1) Interesting, I didn't know that all broadcasts are 1080i or 720p....good knowledge!

2) I don't know if I can detect it, but that's why I like the LED indicators; it let's me try to detect a difference. As for Sports, I did notice that some are in 720p and some 1080i (I think FOX is 1080i). Anyway, why is it better? Less "pixellation" during action sequences? I've noticed this happening on both but will look to see whether it's worse on 720 or 1080.

3)HR21-7-- not available yet but soon; does this mean the HR20 will now die?

The last thing I want is to be greedy because I did get the HR20 3 weeks ago for $19 shipping from DTV; but sheesh, I seriously would have waited for the new model. Oh, well, haven't had any major issues with the HR20.....

Thanks again for the info re: 720p & 1080I!


----------



## MikeR (Oct 6, 2006)

Jeremy W said:


> The 7401 supports a lot of things that we'll never see in the HR21.


"The data transport module can be configured to support eight record channels for PVR functionality......"


----------



## Jeremy W (Jun 19, 2006)

NinerK said:


> I think FOX is 1080i


Fox is 720p.


----------



## NinerK (Jan 4, 2006)

Jeremy W said:


> The 7401 supports a lot of things that we'll never see in the HR21.


7401=Dish Network? What's this 7401 you speak of? (seriously, not sarcastic)

And does it matter if there are no 1080p broadcasts?


----------



## NinerK (Jan 4, 2006)

Jeremy W said:


> Fox is 720p.


Ok, I know I have watched a football game in 1080i this year. Maybe it was that tragic and horrifying Cal game on Versus last week.


----------



## say-what (Dec 14, 2006)

NinerK said:


> 7401=Dish Network? What's this 7401 you speak of? (seriously, not sarcastic)


It's the main processor for the HR21.


----------



## Jeremy W (Jun 19, 2006)

NinerK said:


> Ok, I know I have watched a football game in 1080i this year. Maybe it was that tragic and horrifying Cal game on Versus last week.


CBS and NBC are both 1080i as well.


----------



## say-what (Dec 14, 2006)

NinerK said:


> Ok, I know I have watched a football game in 1080i this year. Maybe it was that tragic and horrifying Cal game on Versus last week.


CBS is usually 1080i. 720p is supposed to provide a smoother picture for sports because of the motion involved, 1080p would do the same. 1080i is said to be "choppier" - not sure if that's the right word, but close enough.


----------



## LameLefty (Sep 29, 2006)

Functionally, the biggest difference for me has been the color (it matches the rest of my system - yay!) and the ethernet switch, which allows connecting another networked device to LAN very easily if you don't have another ethernet jack handy. That network switch is probably the only difference you can really tell from a usability standpoint. Other things like the slightly larger drive and faster MPEG decoder are "nice to have" features, but other the physical appearance and different back panel layout, you'd never know you weren't using an HR20.

### Record excerpts:
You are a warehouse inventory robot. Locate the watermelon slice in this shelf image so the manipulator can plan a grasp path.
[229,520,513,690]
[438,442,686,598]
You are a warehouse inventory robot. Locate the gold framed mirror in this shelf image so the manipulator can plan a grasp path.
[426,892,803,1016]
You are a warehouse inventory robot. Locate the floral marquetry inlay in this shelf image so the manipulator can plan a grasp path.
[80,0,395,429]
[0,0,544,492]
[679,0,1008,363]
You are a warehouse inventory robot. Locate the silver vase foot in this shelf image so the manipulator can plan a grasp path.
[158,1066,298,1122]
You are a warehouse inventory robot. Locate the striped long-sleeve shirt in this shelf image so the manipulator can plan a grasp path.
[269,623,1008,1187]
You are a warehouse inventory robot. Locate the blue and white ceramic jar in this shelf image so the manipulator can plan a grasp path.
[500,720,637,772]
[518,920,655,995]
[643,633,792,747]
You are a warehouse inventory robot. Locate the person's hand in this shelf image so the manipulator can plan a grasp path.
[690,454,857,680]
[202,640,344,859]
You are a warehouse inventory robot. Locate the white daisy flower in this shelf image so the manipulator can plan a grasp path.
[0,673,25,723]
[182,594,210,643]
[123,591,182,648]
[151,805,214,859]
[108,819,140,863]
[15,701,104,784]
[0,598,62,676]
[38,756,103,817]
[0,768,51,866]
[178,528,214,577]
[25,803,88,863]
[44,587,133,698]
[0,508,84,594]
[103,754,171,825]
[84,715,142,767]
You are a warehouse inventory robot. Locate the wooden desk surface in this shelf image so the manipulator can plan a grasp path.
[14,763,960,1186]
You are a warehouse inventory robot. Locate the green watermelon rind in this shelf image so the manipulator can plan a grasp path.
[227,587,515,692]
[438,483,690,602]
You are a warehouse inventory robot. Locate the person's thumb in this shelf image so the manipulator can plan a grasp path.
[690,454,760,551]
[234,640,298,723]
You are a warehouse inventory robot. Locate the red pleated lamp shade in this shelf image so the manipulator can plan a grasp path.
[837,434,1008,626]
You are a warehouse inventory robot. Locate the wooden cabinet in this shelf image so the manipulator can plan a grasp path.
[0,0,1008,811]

### Stated exercise:
Answer these questions about the forum thread above:
1. According to Jeremy W, what resolution does Fox broadcast in?
2. What does say-what say the 7401 is?
3. What does LameLefty call probably the only difference you can really tell from a usability standpoint?

### Complete output:
1. 720p.
2. The main processor for the HR21.
3. The network switch.